Your instructions
For each record below, output its text exactly and skip any picture.
——————————
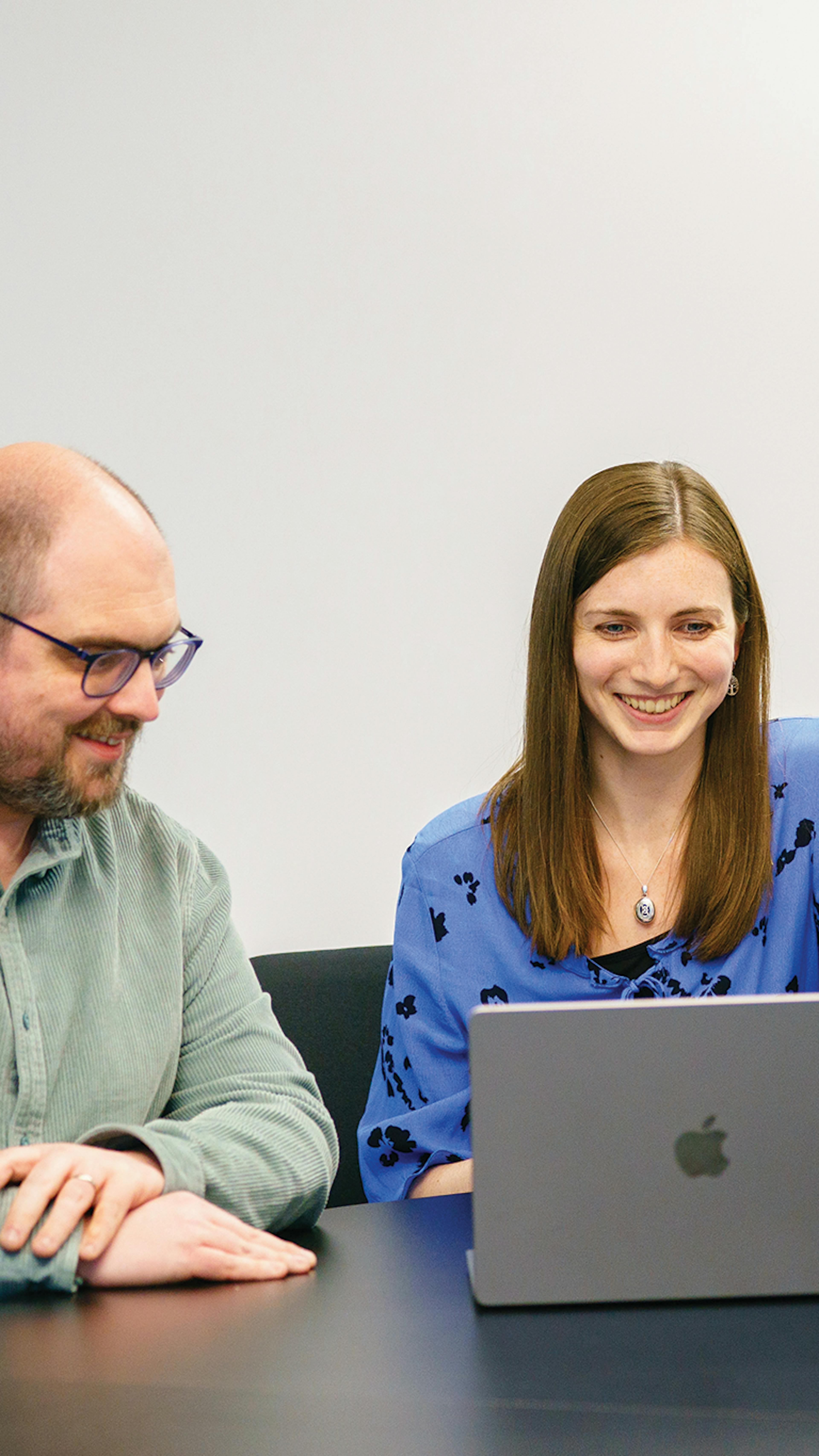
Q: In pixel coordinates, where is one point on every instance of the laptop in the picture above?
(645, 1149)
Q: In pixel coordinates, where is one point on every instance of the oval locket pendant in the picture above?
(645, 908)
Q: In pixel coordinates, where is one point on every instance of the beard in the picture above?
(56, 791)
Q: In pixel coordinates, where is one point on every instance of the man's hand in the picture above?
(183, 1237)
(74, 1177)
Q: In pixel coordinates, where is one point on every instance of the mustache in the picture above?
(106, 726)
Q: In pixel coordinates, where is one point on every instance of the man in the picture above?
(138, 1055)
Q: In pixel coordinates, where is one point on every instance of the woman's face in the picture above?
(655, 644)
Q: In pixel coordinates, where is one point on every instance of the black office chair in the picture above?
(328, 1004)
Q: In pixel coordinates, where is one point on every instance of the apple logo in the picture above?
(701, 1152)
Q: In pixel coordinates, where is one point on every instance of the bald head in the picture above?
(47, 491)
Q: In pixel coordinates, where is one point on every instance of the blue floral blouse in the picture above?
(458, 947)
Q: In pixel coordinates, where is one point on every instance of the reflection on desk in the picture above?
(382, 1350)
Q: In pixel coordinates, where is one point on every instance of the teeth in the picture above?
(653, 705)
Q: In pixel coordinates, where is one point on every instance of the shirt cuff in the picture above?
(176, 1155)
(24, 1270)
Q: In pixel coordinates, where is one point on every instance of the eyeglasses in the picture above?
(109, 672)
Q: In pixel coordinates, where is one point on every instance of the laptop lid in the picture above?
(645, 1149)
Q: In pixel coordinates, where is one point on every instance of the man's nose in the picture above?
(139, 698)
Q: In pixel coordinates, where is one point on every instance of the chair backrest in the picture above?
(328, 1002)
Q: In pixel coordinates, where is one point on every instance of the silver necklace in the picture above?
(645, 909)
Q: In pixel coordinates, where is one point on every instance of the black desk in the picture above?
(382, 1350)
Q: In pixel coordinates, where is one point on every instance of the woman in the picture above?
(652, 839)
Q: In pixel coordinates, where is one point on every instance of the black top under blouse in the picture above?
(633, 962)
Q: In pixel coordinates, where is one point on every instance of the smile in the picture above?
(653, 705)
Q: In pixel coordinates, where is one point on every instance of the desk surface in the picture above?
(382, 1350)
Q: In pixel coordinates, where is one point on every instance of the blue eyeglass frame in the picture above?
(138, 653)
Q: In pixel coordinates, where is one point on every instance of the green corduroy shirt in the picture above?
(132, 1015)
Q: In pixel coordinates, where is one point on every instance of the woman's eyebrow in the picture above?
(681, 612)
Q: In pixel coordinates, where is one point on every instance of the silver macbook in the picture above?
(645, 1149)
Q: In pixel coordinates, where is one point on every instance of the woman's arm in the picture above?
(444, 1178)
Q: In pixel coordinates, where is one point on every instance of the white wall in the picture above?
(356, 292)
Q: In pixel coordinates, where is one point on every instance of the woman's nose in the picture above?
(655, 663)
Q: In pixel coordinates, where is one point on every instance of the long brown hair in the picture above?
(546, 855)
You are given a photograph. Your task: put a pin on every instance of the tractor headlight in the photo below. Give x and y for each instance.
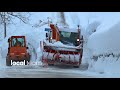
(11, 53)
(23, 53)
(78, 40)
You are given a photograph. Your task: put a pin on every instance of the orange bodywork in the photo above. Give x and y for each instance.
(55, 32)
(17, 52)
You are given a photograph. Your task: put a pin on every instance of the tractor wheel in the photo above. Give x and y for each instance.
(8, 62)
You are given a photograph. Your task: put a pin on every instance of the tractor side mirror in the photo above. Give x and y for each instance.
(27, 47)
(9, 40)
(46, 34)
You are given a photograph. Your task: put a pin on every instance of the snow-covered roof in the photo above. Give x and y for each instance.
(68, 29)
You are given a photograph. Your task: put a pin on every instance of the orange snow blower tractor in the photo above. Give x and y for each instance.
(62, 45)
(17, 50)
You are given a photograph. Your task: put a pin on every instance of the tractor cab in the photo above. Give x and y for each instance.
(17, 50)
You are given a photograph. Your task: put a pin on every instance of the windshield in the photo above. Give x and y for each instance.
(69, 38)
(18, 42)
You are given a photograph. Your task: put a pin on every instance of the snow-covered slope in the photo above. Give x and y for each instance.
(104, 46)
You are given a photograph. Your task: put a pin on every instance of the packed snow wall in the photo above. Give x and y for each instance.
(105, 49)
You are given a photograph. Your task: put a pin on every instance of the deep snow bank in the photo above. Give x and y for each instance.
——————————
Answer section
Q: In pixel coordinates, where is one point on every instance of the laptop in the picture above?
(645, 1149)
Q: In pixel coordinates, where is one point on every instance of the oval locket pendant in the picture above?
(645, 908)
Q: In pixel coordinates, where is one point on every instance of the beard in the picture above?
(56, 791)
Q: In pixel coordinates, where is one point on every instance of the man's hand in the picture above?
(183, 1237)
(74, 1177)
Q: In pixel coordinates, where is one point on every instance of the mustache in the picture above?
(106, 726)
Q: In pixel coordinates, where is one point on every instance of the man in the picture above?
(138, 1055)
Q: In pixel coordinates, where is one point on every instance of the woman's face in the picture above?
(655, 644)
Q: In pixel coordinates, where is one point on every instance of the black office chair in the picture above?
(328, 1004)
Q: In pixel coordinates, where is one point on every instance of the apple logo in the picture above?
(701, 1152)
Q: In pixel coordinates, where is one point on every instance of the bald head in the picture above?
(47, 491)
Q: In pixel coordinates, where is one point on every instance of the blue floral blouse in the picture above?
(458, 947)
Q: In pixel coordinates, where is one point on every instance of the reflection on desk in the picture above?
(382, 1350)
Q: In pixel coordinates, where is one point on every instance of the teeth in the picture above?
(653, 705)
Q: In pixel coordinates, where is one point on every instance of the shirt cuff in the picture above?
(176, 1155)
(24, 1270)
Q: In pixel coordinates, where is one point on every instance of the eyeglasses in the picture above?
(109, 672)
Q: In pixel coordinates, where is one point on every instance of the laptop lid in the picture above?
(645, 1149)
Q: In pixel coordinates, where is one point on every instance of the man's nose in the picture above?
(139, 698)
Q: In pixel coordinates, where is one point on every instance of the chair backrest in the picture above?
(328, 1002)
Q: In pixel coordinates, where is one point on every instance of the silver necklace in the picture above?
(645, 909)
Q: In pixel coordinates, where is one point on every instance of the black desk in the picture above?
(382, 1350)
Q: In pixel coordinates, where is one point on every instance of the woman in the picture above?
(652, 839)
Q: In pixel coordinates, where is one point on every instance of the black top under blouse in the picture above?
(633, 962)
Q: In pixel coordinates, where is one point on every instance of the smile in the picture above?
(653, 705)
Q: In pixel coordinates, where is one point on every instance of the desk surface in the picture above?
(382, 1350)
Q: In pixel coordinates, where is one point on every instance of the blue eyeglass frame in the picture above?
(138, 653)
Q: In pixel coordinates, where is one point on every instance of the green corduroy shirt in the picture above?
(132, 1015)
Q: In pixel coordinates, where is one point on every instance of the woman's eyebrow in the picture above?
(681, 612)
Q: In pixel coordinates, where is one point on every instance of the silver macbook in the picture above?
(645, 1149)
Q: In pixel coordinates, where is one point on every instance of the woman's arm in the picture above?
(444, 1178)
Q: In pixel coordinates, where is one point on every instance of the white wall in the picture above?
(356, 292)
Q: In pixel coordinates, where is one point on every instance of the woman's nose in the picture above?
(655, 663)
Q: In pixel coordinates, where is one point on every instance of the long brown hair in the picture above?
(546, 855)
You are given a photograph. Your task: put a pin on every instance of the tractor headlight in the photo below. Give x and y for each instance.
(11, 53)
(23, 53)
(78, 40)
You are given a photograph. Your task: put a pin on every instance of the orange bodywork in the photo above. Give x and y for each instance.
(55, 32)
(17, 52)
You are given a photograph. Your task: put a pin on every instance of the tractor wheel in the photo above. Give x and y for each instance.
(8, 62)
You are given a photograph. Your task: put a pin on every instance of the tractor side mirror in the photo above. Give x and y for each instance.
(27, 47)
(9, 40)
(46, 34)
You are given a photograph. Your task: put a pin on every instance of the snow-covered roof in the photo above. Give x and y for each instance.
(68, 29)
You are given a photograph. Your task: put a pin on every instance of the orange snow blower tractor in the photo above. Give x and y for each instance.
(62, 45)
(17, 50)
You are given a photograph. Your task: put a pin on every instance of the tractor cab in the photo above. Give x and y for each instance.
(17, 50)
You are given a photograph. Your task: put a pin on every instance of the windshield in the photo above. Give x and y for each instance.
(69, 38)
(18, 42)
You are given a photograph. Your task: put a pin on every instance of the snow-covered slope in the photo above. Give x and y for each instance.
(104, 46)
You are given a photograph. Your task: put a pin on every instance of the packed snow wall in the photo above. Give x and y for each instance.
(105, 49)
You are given a photograph. Your task: put a pin on every instance of the deep snow bank in the photo above. Give x and y for each instance.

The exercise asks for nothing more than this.